Task brief
Gather every line in the rows below that contains the string "positive", matching case exactly, and copy each one out in full.
+ + + +
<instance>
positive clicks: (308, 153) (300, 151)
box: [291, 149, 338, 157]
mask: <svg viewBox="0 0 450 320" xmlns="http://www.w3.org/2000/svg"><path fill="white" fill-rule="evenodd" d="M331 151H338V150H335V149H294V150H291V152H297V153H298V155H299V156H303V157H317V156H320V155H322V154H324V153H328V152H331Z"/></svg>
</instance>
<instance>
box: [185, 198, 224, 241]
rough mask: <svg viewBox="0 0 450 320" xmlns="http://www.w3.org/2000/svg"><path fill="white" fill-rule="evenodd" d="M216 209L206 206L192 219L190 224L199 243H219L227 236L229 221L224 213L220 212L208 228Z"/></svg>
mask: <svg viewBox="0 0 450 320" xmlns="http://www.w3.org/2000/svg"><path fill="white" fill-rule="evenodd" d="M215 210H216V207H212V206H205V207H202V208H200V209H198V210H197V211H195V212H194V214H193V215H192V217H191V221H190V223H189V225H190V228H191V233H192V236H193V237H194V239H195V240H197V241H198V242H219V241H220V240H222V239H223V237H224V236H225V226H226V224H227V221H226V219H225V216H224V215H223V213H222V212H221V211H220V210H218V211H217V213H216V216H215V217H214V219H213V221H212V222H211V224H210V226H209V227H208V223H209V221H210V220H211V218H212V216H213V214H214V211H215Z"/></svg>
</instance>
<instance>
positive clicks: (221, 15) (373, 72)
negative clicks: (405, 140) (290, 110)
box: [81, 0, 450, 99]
+ + + +
Solution
positive clicks: (308, 153) (300, 151)
positive clicks: (221, 15) (373, 72)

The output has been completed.